[Start Provided information]

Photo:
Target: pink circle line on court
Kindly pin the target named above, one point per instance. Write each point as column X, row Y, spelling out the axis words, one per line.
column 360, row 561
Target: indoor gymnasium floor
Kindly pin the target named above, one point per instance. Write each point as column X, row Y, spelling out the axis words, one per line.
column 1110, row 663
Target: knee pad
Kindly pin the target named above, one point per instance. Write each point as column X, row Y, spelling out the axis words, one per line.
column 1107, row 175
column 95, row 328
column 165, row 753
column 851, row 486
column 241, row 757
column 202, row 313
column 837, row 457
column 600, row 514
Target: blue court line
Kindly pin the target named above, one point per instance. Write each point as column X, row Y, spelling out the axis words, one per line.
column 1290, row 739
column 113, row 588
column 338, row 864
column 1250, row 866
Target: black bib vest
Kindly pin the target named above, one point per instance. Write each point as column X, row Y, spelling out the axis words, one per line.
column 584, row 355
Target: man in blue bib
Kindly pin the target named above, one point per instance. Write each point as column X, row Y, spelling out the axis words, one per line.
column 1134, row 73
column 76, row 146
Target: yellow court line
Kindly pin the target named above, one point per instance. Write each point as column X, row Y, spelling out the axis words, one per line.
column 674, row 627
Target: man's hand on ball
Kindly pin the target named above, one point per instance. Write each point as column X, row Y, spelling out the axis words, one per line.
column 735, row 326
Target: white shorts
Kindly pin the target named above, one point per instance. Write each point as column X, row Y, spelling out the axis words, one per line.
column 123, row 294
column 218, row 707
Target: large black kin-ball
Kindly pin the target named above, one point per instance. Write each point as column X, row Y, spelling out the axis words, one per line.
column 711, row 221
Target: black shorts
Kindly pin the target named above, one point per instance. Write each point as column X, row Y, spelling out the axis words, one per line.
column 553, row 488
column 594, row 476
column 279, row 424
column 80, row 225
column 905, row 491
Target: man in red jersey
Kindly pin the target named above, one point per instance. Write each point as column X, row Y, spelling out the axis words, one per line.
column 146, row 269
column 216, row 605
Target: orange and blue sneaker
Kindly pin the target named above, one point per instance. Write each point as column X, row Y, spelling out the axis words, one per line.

[End Provided information]

Write out the rows above word for word, beginning with the line that contains "Target: white shorts" and ending with the line that contains "column 711, row 221", both included.

Target: white shorts
Kindly pin the target named above, one point per instance. Write each point as column X, row Y, spelling out the axis words, one per line.
column 123, row 294
column 218, row 707
Target: large black kin-ball
Kindly pin the target named above, one point per instance. Write each point as column X, row Y, spelling out the axis words, one per line.
column 711, row 221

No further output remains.